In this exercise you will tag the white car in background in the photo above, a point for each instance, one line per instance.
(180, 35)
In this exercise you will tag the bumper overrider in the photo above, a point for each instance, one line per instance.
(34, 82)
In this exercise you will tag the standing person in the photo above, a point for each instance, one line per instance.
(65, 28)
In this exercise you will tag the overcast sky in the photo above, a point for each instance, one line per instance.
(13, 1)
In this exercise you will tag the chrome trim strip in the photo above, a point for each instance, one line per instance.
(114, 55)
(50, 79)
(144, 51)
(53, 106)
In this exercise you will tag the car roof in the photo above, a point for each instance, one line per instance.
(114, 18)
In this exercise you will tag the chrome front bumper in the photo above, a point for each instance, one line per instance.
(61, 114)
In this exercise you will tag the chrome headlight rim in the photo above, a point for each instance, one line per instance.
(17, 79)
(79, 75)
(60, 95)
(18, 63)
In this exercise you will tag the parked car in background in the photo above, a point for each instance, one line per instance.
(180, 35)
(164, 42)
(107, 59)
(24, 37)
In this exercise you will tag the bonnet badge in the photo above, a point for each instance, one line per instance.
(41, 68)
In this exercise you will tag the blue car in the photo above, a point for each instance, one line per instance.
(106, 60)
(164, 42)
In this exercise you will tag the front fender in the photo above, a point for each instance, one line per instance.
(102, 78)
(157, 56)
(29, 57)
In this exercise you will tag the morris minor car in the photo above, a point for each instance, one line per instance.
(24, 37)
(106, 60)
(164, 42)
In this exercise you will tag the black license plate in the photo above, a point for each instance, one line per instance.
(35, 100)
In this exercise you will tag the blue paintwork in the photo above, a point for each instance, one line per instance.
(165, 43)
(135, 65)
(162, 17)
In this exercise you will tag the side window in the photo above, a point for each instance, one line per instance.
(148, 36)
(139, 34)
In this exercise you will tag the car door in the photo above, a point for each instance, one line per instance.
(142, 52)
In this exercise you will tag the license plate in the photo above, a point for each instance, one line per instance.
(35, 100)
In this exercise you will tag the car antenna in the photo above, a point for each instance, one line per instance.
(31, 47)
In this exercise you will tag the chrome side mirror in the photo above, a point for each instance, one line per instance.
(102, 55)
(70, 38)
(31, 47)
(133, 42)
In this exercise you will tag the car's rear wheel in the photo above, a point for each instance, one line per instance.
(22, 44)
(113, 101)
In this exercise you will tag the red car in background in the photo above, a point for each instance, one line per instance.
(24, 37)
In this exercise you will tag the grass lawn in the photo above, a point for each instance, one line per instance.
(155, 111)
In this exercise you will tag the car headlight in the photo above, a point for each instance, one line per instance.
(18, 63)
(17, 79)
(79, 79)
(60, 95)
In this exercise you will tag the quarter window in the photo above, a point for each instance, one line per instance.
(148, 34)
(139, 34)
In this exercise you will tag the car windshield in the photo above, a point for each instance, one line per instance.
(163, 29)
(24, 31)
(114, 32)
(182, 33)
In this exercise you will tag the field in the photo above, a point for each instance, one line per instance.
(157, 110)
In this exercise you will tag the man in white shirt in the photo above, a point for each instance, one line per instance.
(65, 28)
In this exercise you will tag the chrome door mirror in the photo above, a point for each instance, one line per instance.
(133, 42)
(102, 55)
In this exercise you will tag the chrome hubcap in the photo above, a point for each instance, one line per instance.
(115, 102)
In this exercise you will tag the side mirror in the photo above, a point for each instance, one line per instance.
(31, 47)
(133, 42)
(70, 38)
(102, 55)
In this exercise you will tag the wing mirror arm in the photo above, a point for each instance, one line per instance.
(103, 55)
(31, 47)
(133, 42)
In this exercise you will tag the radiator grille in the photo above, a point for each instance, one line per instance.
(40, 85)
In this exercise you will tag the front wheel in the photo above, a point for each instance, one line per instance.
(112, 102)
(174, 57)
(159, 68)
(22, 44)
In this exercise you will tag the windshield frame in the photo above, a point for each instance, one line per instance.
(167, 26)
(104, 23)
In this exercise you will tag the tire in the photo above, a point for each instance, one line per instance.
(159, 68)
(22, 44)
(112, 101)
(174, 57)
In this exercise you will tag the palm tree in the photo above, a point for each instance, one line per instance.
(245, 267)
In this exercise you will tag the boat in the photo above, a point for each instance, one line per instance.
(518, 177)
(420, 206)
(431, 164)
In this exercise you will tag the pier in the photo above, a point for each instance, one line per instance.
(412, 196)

::::::::::

- Direction
Reproduce only the lines running from the one that contains "In this exercise you will tag the windshield" to the last line of the records.

- Correct answer
In this exercise you will tag the windshield frame in the photo above, a point for each instance, one line per instance.
(167, 26)
(104, 23)
In this exercise you will tag the tire in the photo above, a point for each instance, one line per instance.
(159, 68)
(22, 44)
(112, 101)
(174, 57)
In this exercise you will tag the palm tree in the photo above, a point for each instance, one line per instance.
(245, 267)
In this exercise you will tag the boat in the photo above, a point for each instance, one line per instance.
(518, 177)
(420, 206)
(431, 164)
In this exercise you will tag the pier in the photo above, a point for each instance, one line per instance.
(412, 196)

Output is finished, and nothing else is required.